Stored data entries
= = = = =

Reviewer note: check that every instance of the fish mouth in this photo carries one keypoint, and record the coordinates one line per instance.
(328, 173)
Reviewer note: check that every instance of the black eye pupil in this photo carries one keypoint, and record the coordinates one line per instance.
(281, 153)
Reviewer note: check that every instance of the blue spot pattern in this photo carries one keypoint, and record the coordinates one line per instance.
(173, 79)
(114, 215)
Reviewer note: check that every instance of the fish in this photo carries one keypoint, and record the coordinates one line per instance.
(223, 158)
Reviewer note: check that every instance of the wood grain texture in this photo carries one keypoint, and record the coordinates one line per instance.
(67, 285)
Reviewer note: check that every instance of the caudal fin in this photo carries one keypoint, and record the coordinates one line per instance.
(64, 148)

= = = = =

Give back the lines above exactly, from the one with "Reviewer note: check that every instance of the wood" through the last line.

Reviewer note: check that every instance of the wood grain texture in this photo carries one keypoint, and record the coordinates one line per instance.
(67, 285)
Reviewer note: check that every instance of the caudal fin in this photo carries one keypoint, and record the coordinates one line per instance.
(64, 148)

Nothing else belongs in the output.